▸ **Directive**
Output every entry exactly, from the first line to the last.
>>>>
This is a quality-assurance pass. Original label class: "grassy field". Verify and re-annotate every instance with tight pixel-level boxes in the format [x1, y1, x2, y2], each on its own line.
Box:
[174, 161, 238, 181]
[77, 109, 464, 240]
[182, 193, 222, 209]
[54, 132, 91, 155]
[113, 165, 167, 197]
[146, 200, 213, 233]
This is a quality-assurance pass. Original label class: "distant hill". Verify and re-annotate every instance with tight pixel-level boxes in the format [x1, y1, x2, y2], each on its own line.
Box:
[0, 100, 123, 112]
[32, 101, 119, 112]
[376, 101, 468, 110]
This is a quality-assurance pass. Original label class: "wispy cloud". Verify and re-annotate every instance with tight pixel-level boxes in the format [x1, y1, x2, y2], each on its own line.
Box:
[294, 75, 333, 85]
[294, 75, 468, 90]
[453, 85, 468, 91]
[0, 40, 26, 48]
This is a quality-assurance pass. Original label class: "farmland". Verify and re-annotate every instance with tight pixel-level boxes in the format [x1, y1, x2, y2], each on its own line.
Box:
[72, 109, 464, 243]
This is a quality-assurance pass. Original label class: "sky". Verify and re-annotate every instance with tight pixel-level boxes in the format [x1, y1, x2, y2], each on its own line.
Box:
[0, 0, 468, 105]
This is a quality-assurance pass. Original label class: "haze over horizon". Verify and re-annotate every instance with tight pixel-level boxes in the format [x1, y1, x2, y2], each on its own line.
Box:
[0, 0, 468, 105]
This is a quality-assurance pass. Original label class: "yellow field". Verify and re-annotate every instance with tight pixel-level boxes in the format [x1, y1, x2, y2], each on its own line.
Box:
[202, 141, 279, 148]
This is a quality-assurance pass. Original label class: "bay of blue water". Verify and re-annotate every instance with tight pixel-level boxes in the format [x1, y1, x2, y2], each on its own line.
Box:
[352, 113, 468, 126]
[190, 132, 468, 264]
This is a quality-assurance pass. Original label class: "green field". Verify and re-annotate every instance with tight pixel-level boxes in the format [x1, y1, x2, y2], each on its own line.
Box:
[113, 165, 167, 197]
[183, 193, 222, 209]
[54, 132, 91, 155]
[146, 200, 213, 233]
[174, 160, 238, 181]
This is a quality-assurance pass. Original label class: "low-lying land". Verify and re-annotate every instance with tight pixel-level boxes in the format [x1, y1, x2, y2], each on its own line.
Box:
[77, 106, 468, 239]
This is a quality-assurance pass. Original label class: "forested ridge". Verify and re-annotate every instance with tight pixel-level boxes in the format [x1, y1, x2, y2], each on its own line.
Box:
<<<<
▸ **Task response**
This is a quality-assurance pass. Original label class: "grassy field". Verify and re-annotate every instance with tight pixel-level boxes in the format [x1, y1, x2, y2], each on its own line.
Box:
[174, 161, 238, 181]
[77, 109, 464, 240]
[182, 193, 222, 209]
[54, 132, 91, 155]
[113, 165, 167, 197]
[146, 200, 213, 233]
This is a quality-assurance pass. Original label class: "distant hill". Verify and re-annotate every instance with tight pixel-level boxes in the format [x1, y1, x2, y2], each on its own line.
Box:
[0, 100, 123, 112]
[32, 101, 119, 112]
[376, 101, 468, 110]
This is a quality-assurance pass. Original label class: "wispy cloud". Verify and re-annotate every instance with tight pixel-level boxes in the format [x1, y1, x2, y2], each on its own line.
Box:
[294, 75, 333, 85]
[294, 75, 468, 90]
[453, 85, 468, 91]
[0, 40, 26, 48]
This is a quality-assurance pass. Original label class: "farmland". Verify and re-annotate every instance with tight pixel-level boxes in the format [x1, y1, x2, y2], each on its own line.
Box:
[72, 109, 464, 243]
This is a quality-assurance pass. Original label class: "sky". Verify and re-annotate every instance with tight pixel-level boxes in the format [x1, y1, x2, y2], each on its own line.
Box:
[0, 0, 468, 105]
This is a quality-assurance pass. Original label class: "haze over horizon". Verify and re-annotate every instance with tight pixel-level boxes in the format [x1, y1, x2, y2], each on its own line.
Box:
[0, 0, 468, 105]
This is a quality-assurance pass. Original label class: "yellow field". Verify and re-annotate every instance with tight pixel-level boxes in the format [x1, y1, x2, y2], each on its own line.
Box:
[202, 141, 279, 148]
This is a quality-assurance pass. Original label class: "bay of blue water". Verify and re-annotate every instance with tight pixel-level boxes in the format [x1, y1, x2, y2], each on its own line.
Box:
[352, 113, 468, 126]
[190, 132, 468, 264]
This is a quality-assurance pass. Original label class: "green field". Verify and re-annotate every instance with tight pixel-level boxes in the format [x1, y1, x2, y2], each on its own line.
Box:
[113, 165, 167, 197]
[183, 193, 222, 209]
[54, 132, 91, 155]
[146, 200, 213, 233]
[174, 160, 238, 181]
This is a quality-assurance pass. Original label class: "low-lying land". Verify and re-annotate every instance with tight pixel-level boxes in the format [x1, y1, x2, y2], each on its own line.
Box:
[77, 106, 468, 239]
This is a quality-assurance pass. Original label class: "forested ridge". Verify and re-annotate every instance with tight pixel-level boxes in the format [x1, y1, x2, y2], each on its own line.
Box:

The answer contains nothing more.